[Perintah]: Masukkan semua baris data di bawah ini ke dalam daftar bernomor tanpa menyertakan baris kosong. Jangan cantumkan gambar dalam jawaban.

-------

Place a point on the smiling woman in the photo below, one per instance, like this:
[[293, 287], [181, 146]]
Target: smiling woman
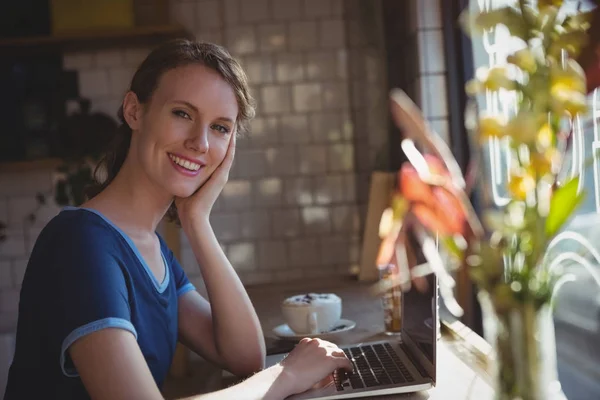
[[104, 301]]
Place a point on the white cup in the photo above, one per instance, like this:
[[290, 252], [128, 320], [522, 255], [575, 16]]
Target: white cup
[[312, 313]]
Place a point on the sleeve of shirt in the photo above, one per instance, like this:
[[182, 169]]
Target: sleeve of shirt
[[91, 290]]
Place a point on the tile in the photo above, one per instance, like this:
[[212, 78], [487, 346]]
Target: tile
[[304, 252], [254, 11], [307, 97], [120, 80], [332, 34], [317, 8], [255, 224], [93, 83], [78, 61], [209, 14], [335, 96], [326, 127], [294, 129], [346, 218], [226, 226], [272, 37], [303, 35], [242, 256], [241, 39], [108, 58], [286, 222], [321, 65], [282, 161], [340, 157], [272, 254], [288, 67], [286, 10], [268, 192], [276, 99], [316, 220], [237, 195], [298, 191], [431, 51], [312, 159]]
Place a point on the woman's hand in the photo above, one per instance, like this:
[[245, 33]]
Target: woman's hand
[[199, 205], [311, 361]]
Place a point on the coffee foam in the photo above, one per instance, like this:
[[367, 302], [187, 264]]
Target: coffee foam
[[309, 299]]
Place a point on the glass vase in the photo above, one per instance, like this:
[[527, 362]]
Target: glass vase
[[524, 362]]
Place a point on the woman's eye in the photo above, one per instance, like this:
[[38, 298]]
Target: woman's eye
[[223, 129], [182, 114]]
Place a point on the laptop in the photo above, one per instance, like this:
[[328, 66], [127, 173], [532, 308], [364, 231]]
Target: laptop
[[403, 363]]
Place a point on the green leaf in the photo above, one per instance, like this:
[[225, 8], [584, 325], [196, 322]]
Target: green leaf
[[564, 201]]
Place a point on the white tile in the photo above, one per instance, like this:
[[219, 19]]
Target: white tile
[[209, 15], [286, 222], [78, 61], [294, 129], [298, 191], [317, 8], [93, 83], [276, 99], [341, 157], [288, 67], [286, 10], [259, 69], [268, 192], [307, 97], [332, 34], [120, 79], [242, 256], [316, 220], [282, 161], [272, 37], [321, 65], [255, 10], [184, 13], [5, 275], [303, 35], [335, 96], [226, 226], [304, 252], [312, 159], [241, 40], [255, 224], [237, 195], [431, 51], [108, 58]]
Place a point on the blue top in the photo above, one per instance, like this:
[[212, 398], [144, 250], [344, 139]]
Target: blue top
[[86, 274]]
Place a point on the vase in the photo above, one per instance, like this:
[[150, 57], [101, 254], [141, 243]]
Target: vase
[[524, 358]]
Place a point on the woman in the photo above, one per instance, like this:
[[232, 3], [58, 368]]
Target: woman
[[104, 301]]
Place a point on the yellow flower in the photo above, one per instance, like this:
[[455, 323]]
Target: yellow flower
[[520, 184], [495, 78], [523, 59], [492, 126], [524, 127]]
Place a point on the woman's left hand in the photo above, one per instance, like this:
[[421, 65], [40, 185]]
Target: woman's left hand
[[198, 206]]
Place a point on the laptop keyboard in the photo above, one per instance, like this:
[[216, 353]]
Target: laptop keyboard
[[374, 365]]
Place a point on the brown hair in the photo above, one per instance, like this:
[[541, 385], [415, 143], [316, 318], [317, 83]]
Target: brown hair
[[170, 55]]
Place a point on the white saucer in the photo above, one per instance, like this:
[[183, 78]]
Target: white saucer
[[285, 332]]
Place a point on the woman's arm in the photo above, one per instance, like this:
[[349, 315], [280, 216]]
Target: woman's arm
[[226, 331]]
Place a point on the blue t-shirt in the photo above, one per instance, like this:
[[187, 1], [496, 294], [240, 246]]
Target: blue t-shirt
[[85, 274]]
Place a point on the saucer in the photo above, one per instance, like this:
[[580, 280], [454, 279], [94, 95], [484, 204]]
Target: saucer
[[285, 332]]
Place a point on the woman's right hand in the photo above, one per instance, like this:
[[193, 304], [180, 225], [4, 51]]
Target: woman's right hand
[[311, 361]]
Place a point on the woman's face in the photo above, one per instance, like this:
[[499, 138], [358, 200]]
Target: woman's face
[[181, 135]]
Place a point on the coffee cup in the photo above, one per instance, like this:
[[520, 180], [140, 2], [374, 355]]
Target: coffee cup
[[312, 313]]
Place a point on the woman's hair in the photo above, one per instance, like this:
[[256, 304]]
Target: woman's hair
[[172, 54]]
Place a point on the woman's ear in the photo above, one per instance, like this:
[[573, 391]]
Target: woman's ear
[[132, 111]]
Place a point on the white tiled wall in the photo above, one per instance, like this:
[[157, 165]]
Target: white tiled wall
[[293, 206]]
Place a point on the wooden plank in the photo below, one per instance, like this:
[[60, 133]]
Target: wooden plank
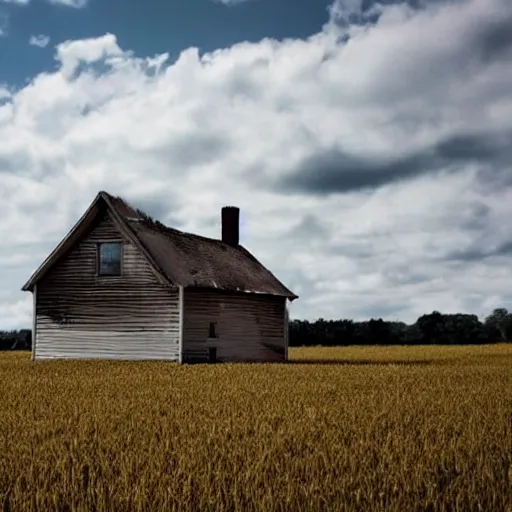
[[34, 321]]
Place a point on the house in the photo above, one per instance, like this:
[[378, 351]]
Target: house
[[121, 285]]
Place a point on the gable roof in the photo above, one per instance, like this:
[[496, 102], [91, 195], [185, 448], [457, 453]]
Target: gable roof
[[177, 257]]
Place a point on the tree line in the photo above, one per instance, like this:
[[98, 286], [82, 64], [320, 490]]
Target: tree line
[[431, 329]]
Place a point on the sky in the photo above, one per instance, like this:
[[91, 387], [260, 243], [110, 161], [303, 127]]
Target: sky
[[368, 145]]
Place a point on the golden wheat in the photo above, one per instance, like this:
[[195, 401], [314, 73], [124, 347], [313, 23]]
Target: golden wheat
[[394, 429]]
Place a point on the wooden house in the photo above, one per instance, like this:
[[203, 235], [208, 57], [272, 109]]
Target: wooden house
[[121, 285]]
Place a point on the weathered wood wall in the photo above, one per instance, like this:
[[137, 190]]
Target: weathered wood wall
[[82, 315], [251, 327]]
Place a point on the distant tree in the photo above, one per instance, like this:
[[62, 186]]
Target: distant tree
[[501, 320]]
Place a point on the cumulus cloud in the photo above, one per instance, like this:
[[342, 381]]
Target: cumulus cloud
[[17, 2], [77, 4], [232, 2], [371, 161], [40, 41]]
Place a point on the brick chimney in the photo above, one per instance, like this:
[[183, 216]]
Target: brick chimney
[[230, 225]]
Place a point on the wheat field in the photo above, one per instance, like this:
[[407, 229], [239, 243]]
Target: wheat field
[[352, 429]]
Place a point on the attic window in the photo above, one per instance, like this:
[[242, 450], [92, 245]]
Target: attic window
[[213, 330], [109, 259]]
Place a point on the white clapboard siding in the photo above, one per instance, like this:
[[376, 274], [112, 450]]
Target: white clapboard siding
[[250, 326], [82, 315]]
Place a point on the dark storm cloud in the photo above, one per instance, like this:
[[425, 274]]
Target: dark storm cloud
[[309, 227], [481, 250], [493, 39], [334, 171]]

-------

[Tanggapan]:
1. Place a point on the smiling woman in the photo below, one per instance, like this:
2. [[293, 287], [181, 146]]
3. Target: smiling woman
4. [[104, 301]]
5. Place a point on the white cup in the photo above, one per instance, like this:
6. [[290, 252], [128, 320], [522, 255], [575, 16]]
7. Target: white cup
8. [[312, 313]]
9. Place a point on the sleeve of shirt in the photo above, one per instance, like this:
10. [[182, 169]]
11. Target: sleeve of shirt
12. [[91, 290]]
13. Place a point on the tile in the photo above, one per instance, like this:
14. [[212, 78], [487, 346]]
15. Target: tile
16. [[304, 252], [254, 11], [307, 97], [120, 80], [332, 34], [317, 8], [255, 224], [93, 83], [78, 61], [209, 14], [335, 96], [326, 127], [294, 129], [346, 218], [226, 226], [272, 37], [303, 35], [242, 256], [241, 39], [108, 58], [286, 222], [321, 65], [282, 161], [340, 157], [272, 254], [288, 67], [286, 10], [268, 192], [276, 99], [316, 220], [237, 195], [298, 191], [431, 51], [312, 159]]
17. Place a point on the woman's hand in the photo above, one per instance, like this:
18. [[245, 33]]
19. Target: woman's hand
20. [[199, 205], [311, 361]]
21. Place a point on the coffee foam in the photo above, one per instance, like this:
22. [[367, 302], [187, 264]]
23. Target: coffee foam
24. [[309, 299]]
25. Place a point on the glass vase in the photo above, one per instance, like this:
26. [[527, 362]]
27. Target: glass vase
28. [[524, 362]]
29. Place a point on the woman's eye in the photo above, one per instance, like this:
30. [[38, 298]]
31. Target: woman's eye
32. [[223, 129], [182, 114]]
33. Place a point on the laptop in the photo above, one per instance, like this:
34. [[328, 66], [127, 173], [532, 308], [364, 231]]
35. Target: laptop
36. [[403, 363]]
37. Place a point on the green leaf in the photo above, one per instance, like this:
38. [[225, 8], [584, 325], [196, 322]]
39. Target: green leaf
40. [[564, 201]]
41. Place a point on the white tile in the photo above, one per instance, like this:
42. [[219, 19]]
43. Target: white tile
44. [[209, 15], [286, 222], [78, 61], [294, 129], [298, 191], [317, 8], [93, 83], [276, 99], [341, 157], [288, 67], [286, 10], [259, 69], [268, 192], [307, 97], [332, 34], [120, 79], [242, 256], [316, 220], [282, 161], [272, 37], [321, 65], [255, 10], [184, 13], [5, 275], [303, 35], [335, 96], [226, 226], [304, 252], [312, 159], [241, 40], [255, 224], [237, 195], [431, 51], [108, 58]]
45. Place a point on the blue top in the photo above, one per instance, like this:
46. [[212, 398], [144, 250], [344, 139]]
47. Target: blue top
48. [[86, 274]]
49. Place a point on the vase in the photo above, one per instance, like this:
50. [[150, 57], [101, 254], [141, 243]]
51. Target: vase
52. [[524, 358]]
53. Place a point on the woman in the photo above, one per instance, like this:
54. [[232, 3], [58, 368]]
55. Target: woman
56. [[104, 301]]
57. Place a point on the yellow flower in the photo above, one per instance, like this:
58. [[455, 323]]
59. Target: yellow flower
60. [[520, 184], [495, 78], [523, 59], [492, 126], [524, 127]]
61. Place a point on the woman's left hand in the photo above, one per instance, like this:
62. [[421, 65], [40, 185]]
63. Target: woman's left hand
64. [[198, 206]]
65. Place a point on the laptop keyboard in the photo above, one per instance, like this:
66. [[216, 353]]
67. Target: laptop keyboard
68. [[374, 365]]
69. Place a point on the brown hair in the photo above, one per instance, like this:
70. [[541, 385], [415, 143], [316, 318], [317, 83]]
71. Target: brown hair
72. [[170, 55]]
73. Place a point on the white saucer in the photo above, one per instance, like this:
74. [[183, 78]]
75. Target: white saucer
76. [[285, 332]]
77. Place a point on the woman's arm in the photo above, one per instance, like this:
78. [[349, 315], [280, 216]]
79. Target: woman's arm
80. [[226, 331]]
81. Place a point on the blue t-shirt in the photo above, one per instance, like this:
82. [[187, 1], [496, 294], [240, 246]]
83. Target: blue t-shirt
84. [[85, 274]]
85. Place a point on the saucer in the photo above, one per instance, like this:
86. [[580, 280], [454, 279], [94, 95], [484, 204]]
87. Target: saucer
88. [[285, 332]]
89. Place a point on the woman's right hand in the photo above, one per instance, like this:
90. [[193, 304], [180, 225], [4, 51]]
91. Target: woman's right hand
92. [[311, 361]]
93. Place a point on the woman's face in the photo above, one per instance, like this:
94. [[499, 138], [358, 200]]
95. Target: woman's face
96. [[181, 135]]
97. Place a point on the coffee cup in the photo above, one per instance, like this:
98. [[520, 180], [140, 2], [374, 355]]
99. Target: coffee cup
100. [[312, 313]]
101. Place a point on the woman's hair in the photo above, one per instance, like this:
102. [[256, 304]]
103. Target: woman's hair
104. [[172, 54]]
105. Place a point on the woman's ear in the photo above, one per instance, like this:
106. [[573, 391]]
107. Target: woman's ear
108. [[132, 111]]
109. Place a point on the white tiled wall in the photo above, one per instance, like this:
110. [[157, 165]]
111. Target: white tiled wall
112. [[293, 206]]
113. Place a point on the wooden plank in the photo below, one per instance, like this:
114. [[60, 133]]
115. Target: wooden plank
116. [[34, 321]]
117. Place a point on the house in the photo above, one per instance, like this:
118. [[378, 351]]
119. Target: house
120. [[121, 285]]
121. Place a point on the gable roof in the photo above, one per instance, like this:
122. [[496, 102], [91, 195], [185, 448], [457, 453]]
123. Target: gable roof
124. [[177, 257]]
125. Place a point on the tree line in the photo above, one per instance, like this:
126. [[98, 286], [82, 64], [320, 490]]
127. Target: tree line
128. [[431, 329]]
129. Place a point on the sky in the photo above, one per instance, like this:
130. [[91, 387], [260, 243], [110, 161], [303, 127]]
131. Target: sky
132. [[368, 145]]
133. Place a point on the golden wheat in the photo above, one per instance, like this:
134. [[195, 401], [314, 73], [124, 347], [313, 23]]
135. Target: golden wheat
136. [[394, 429]]
137. Place a point on the wooden house in the photo above, one per instance, like this:
138. [[203, 235], [208, 57], [272, 109]]
139. Target: wooden house
140. [[121, 285]]
141. Place a point on the weathered wood wall in the photo above, one per instance, like this:
142. [[137, 190]]
143. Target: weathered wood wall
144. [[82, 315], [251, 327]]
145. Place a point on the distant tree in the photo above, one per instance, like this:
146. [[62, 186]]
147. Target: distant tree
148. [[501, 320]]
149. Place a point on the cumulus cloud in the photo above, one per instance, like this:
150. [[342, 381]]
151. Target: cumulus cloud
152. [[17, 2], [77, 4], [232, 2], [371, 161], [40, 41]]
153. Place a point on the brick chimney in the photo above, one per instance, like this:
154. [[183, 216]]
155. Target: brick chimney
156. [[230, 225]]
157. Place a point on the wheat field in the photo above, one per instance, like this:
158. [[407, 229], [239, 243]]
159. Target: wheat field
160. [[352, 429]]
161. Place a point on the attic window in the photo above, one per instance, like this:
162. [[242, 450], [92, 245]]
163. Target: attic window
164. [[213, 330], [109, 259]]
165. Place a point on the white clapboard siding in the photo above, one per instance, like this:
166. [[376, 274], [112, 450]]
167. Target: white clapboard siding
168. [[250, 326], [82, 315]]
169. Place a point on the dark storm cloud in the photo above, one per instance, like this:
170. [[425, 274]]
171. Target: dark storm cloud
172. [[309, 227], [481, 250], [493, 39], [334, 171]]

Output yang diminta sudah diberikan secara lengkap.